Material provided start
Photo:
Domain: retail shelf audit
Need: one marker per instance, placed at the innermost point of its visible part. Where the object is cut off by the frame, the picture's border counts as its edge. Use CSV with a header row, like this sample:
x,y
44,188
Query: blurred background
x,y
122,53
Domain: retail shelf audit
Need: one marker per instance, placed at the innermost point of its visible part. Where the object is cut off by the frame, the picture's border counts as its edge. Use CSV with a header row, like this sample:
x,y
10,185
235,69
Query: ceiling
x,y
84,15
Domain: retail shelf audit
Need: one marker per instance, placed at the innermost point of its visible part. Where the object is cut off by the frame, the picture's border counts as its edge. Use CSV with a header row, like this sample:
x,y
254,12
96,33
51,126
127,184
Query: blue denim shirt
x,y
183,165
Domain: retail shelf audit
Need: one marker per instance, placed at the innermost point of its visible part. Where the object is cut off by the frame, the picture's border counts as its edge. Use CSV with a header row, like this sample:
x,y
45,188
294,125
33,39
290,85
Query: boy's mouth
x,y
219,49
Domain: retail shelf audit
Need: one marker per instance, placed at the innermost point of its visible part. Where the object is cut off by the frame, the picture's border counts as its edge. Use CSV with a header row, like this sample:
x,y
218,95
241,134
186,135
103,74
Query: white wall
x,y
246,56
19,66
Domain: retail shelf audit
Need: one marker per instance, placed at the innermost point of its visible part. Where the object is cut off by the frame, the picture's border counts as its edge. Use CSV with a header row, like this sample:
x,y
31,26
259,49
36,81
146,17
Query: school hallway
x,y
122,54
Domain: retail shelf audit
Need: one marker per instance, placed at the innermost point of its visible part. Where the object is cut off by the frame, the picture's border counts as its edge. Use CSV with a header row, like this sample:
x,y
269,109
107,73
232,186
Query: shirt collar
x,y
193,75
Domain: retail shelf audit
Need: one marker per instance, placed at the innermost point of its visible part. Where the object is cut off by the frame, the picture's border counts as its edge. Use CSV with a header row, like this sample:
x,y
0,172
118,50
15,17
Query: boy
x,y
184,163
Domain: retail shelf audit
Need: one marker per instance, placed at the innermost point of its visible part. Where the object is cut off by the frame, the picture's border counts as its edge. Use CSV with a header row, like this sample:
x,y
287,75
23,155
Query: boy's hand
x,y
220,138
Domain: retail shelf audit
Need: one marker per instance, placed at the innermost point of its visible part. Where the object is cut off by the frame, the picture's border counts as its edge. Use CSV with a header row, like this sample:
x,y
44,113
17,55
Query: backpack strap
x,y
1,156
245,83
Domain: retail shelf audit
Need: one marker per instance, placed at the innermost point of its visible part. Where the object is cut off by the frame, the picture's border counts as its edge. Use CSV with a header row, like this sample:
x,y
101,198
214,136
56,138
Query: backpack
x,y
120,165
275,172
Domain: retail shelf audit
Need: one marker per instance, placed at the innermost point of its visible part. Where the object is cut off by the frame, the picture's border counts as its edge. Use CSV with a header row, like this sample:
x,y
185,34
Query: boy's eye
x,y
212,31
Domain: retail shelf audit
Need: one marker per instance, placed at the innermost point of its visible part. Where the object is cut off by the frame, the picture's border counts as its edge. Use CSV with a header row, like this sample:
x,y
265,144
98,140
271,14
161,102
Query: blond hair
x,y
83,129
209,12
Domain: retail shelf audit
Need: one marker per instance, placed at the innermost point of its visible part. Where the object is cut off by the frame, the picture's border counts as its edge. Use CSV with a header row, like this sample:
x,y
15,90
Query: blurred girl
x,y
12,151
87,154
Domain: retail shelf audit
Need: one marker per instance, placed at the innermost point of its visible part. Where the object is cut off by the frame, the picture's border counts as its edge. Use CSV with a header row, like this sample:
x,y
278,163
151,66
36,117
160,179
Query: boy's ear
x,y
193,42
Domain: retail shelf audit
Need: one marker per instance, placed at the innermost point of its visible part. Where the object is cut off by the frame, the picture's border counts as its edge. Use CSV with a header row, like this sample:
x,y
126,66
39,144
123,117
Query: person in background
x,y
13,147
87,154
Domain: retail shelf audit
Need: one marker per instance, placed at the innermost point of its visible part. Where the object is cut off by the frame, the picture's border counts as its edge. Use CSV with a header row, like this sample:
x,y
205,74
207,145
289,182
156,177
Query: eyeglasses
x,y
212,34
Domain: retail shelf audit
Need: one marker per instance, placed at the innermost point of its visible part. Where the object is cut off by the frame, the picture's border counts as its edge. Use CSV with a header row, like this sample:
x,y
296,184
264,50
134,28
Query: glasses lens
Material provided end
**Exercise directions:** Restate the listing in full, word for word.

**The answer:**
Photo:
Domain: retail shelf audit
Need: one marker per instance, placed at the innermost point of its visible part. Where the object is cut off by the frame, the picture's border counts as its edge. Use CSV with a header row, like this sample:
x,y
44,188
Query: blurred background
x,y
122,53
Domain: retail shelf audit
Need: one marker per instance, placed at the innermost point of its visible part. Where the object is cut off by the frame, the picture's border counts as its edge. Use CSV with a header row, like this sample:
x,y
10,185
235,69
Query: ceiling
x,y
84,15
Domain: retail shelf audit
Need: one marker per instance, placed at the innermost point of its visible part. Where the object is cut off by the frame, the picture's border counts as its edge. Use CSV with a header row, like this sample:
x,y
254,12
96,33
51,126
127,184
Query: blue denim shirt
x,y
183,165
Domain: retail shelf audit
Need: one marker per instance, placed at the innermost point of its visible part. Where the object is cut off by the frame, the picture's border counts as its edge. Use CSV with a header row, like this sample:
x,y
45,188
294,125
33,39
290,85
Query: boy's mouth
x,y
219,49
Domain: retail shelf audit
Need: one marker per instance, placed at the innermost point of its visible part. Where the object is cut off by the frame, the picture's border counts as its edge. Use CSV with a header row, like this sample:
x,y
218,95
241,134
186,135
103,74
Query: white wall
x,y
246,56
19,66
Domain: retail shelf audit
Need: one marker per instance, placed at the innermost point of its visible part. Where the object is cut off by the frame, the picture's border counts as its edge. Use CSV with a header row, like this sample:
x,y
31,26
259,49
36,81
146,17
Query: school hallway
x,y
122,54
Domain: retail shelf audit
Need: one marker per instance, placed at the innermost point of its visible part. Where the object is cut off by the frame, the picture's border counts as its edge. Use CSV with a header row, like this sample:
x,y
269,109
107,73
232,186
Query: shirt collar
x,y
193,75
Domain: retail shelf audit
Need: one marker per instance, placed at the innermost point of its visible part. Where the object is cut off by the frame, the picture's border counts as its edge. Use CSV with a header row, like this sample:
x,y
0,172
118,50
15,17
Query: boy
x,y
184,163
Domain: retail shelf audit
Need: one marker per instance, placed at the innermost point of its visible part. Where the object is cut off by the frame, the picture's border counts as its edge. Use CSV with a header row, like this sample:
x,y
287,75
23,155
Query: boy's hand
x,y
220,138
Domain: retail shelf audit
Need: one marker per instance, placed at the innermost point of its visible part. Where the object is cut off by the frame, the picture's border counts as its edge. Use CSV with a header row, like this sample:
x,y
44,113
17,55
Query: backpack strap
x,y
1,156
245,83
Domain: retail shelf audit
Need: one marker per instance, placed at the innermost point of its visible part. Where the object is cut off by the frame, the picture's border counts as its edge. Use CSV with a header row, like this sample:
x,y
101,198
214,136
56,138
Query: backpack
x,y
120,165
275,172
Domain: retail shelf audit
Need: one marker per instance, placed at the innermost point of its visible part. Where the object is cut off by the frame, the picture's border counts as its edge. Use CSV with a header row, like this sample:
x,y
185,34
Query: boy's eye
x,y
212,31
Domain: retail shelf audit
Need: one marker per instance, placed at the innermost point of its visible part. Where the object is cut off by the frame, the picture's border counts as its edge. Use CSV with a header row, like this sample:
x,y
265,144
98,140
271,14
161,102
Query: blond hair
x,y
83,129
209,12
Domain: retail shelf audit
Need: one marker per instance, placed at the innermost point of its visible part. Where the object is cut off by the frame, the picture's border counts as its edge. Use CSV with a header row, like this sample:
x,y
15,90
Query: blurred girl
x,y
12,151
87,154
Domain: retail shelf audit
Need: one marker per instance, placed at the innermost point of its visible part. Where the object is cut off by the frame, the picture's border counts as its edge. Use CSV with a header row, like this sample:
x,y
278,163
151,66
36,117
160,179
Query: boy's ear
x,y
193,42
Domain: retail shelf audit
Need: one marker per instance, placed at the innermost point of its visible part. Where the object is cut off by the frame, the picture's border counts as its edge. Use CSV with a header row, like this sample:
x,y
126,66
39,144
123,117
Query: person in background
x,y
13,147
87,154
Domain: retail shelf audit
Need: one marker per instance, placed at the innermost point of its visible part. Where the object is cut off by the frame, the picture's border counts as its edge. Use CSV with a header row, like this sample:
x,y
205,74
207,145
289,182
156,177
Query: eyeglasses
x,y
212,34
Domain: retail shelf audit
Need: one marker per instance, placed at the innermost point of its visible part. Where the object is cut off by the frame, the picture's border counts as its edge. Use CSV with a header row, like this sample:
x,y
296,184
264,50
134,28
Query: glasses lens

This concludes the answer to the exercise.